Task A: Translate this sentence from the Vermont homesteading thread into Spanish: "We are sure it will be in Vermont."
Task B: Copy the Vermont homesteading thread from "I realize that" up to and including "vacant to farm/residential/homestead?".
Task C: Continue the forum thread about starting a homestead in Vermont, picking up right after its last line.

Excerpted passage:
Start of Block

# Starting Homestead From Scratch in VT



## dltasig7 (Feb 5, 2015)

The wife and I are beginning to explore the start (or continuation) of a Homestead. We are sure it will be in Vermont. (Maybe some of you saw my other post asking about the viability of this?) We are just waiting until the last one is out of high school. 7 years is far enough out in the future that we can't forsee if what we buy will end up completely undeveloped land or property that someone has started to - or fully - improved.

We aren't wanting to know IF we should make the move, but what we'll encounter WHEN we do.

In the mean time we're adding to our volume of knowledge about day-to-day homesteading, but will also need to know what we'll face as far as water supply, sewage disposal, general (statewide) building codes, utility connection, etc. to be prepared in advance for what we'll need to have saved and what our options are.

I realize that there are a slew of_ local _building codes, etc., to comply with, but in general, how does the zoning/regulation of undeveloped land stand, and how does Vermont look upon new construction amenities such as those I've listed above? How hard is it be to get zoning changed from vacant to farm/residential/homestead?

Thanks!


----------



## mreynolds (Jan 1, 2015)

End of Block

Recorded data:

Start of Block

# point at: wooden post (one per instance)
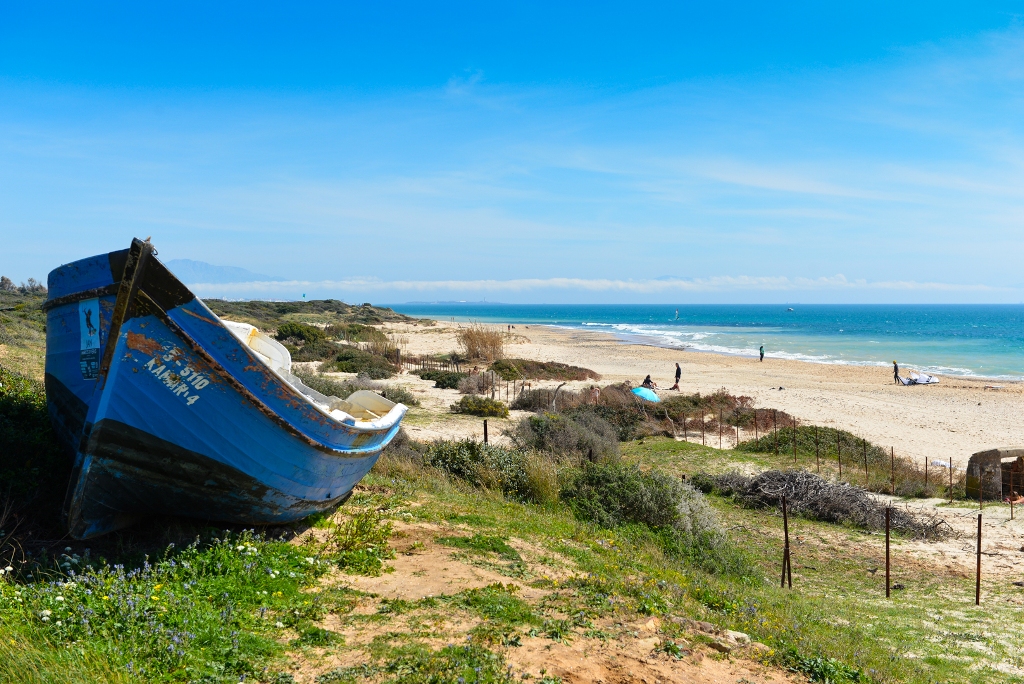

End of Block

Expected answer A: Estamos seguros de que será en Vermont.

Expected answer B:
I realize that there are a slew of_ local _building codes, etc., to comply with, but in general, how does the zoning/regulation of undeveloped land stand, and how does Vermont look upon new construction amenities such as those I've listed above? How hard is it be to get zoning changed from vacant to farm/residential/homestead?

Expected answer C:
Well when I went to Vermont.gov they said they were updating the site. Lets hope they get it done in less than 7 years. 

In the meantime have you thought about raised beds or a container garden. Maybe you could practice up on your growing and canning skills.


----------



## dltasig7 (Feb 5, 2015)

mreynolds said:


> Well when I went to Vermont.gov they said they were updating the site. Lets hope they get it done in less than 7 years.
> 
> In the meantime have you thought about raised beds or a container garden. Maybe you could practice up on your growing and canning skills.


Thanks mreynolds! That's what I found too. I'm gathering that code enforcement is rather loose, especially in the hinterland. If we end up saving too much, oh well, I guess I can get a few more guns, a bigger tractor and a second draft horse - LOL!

As far as the canning, definitely. I've only dabbled in jam. Growing wise, I was raised by a father who worked in a nursery and showed me everything from seed and seedling to tree and shrub maintenance, right up to grafting. (Having said that, I do need to learn seed saving and more about heirloom veggies.)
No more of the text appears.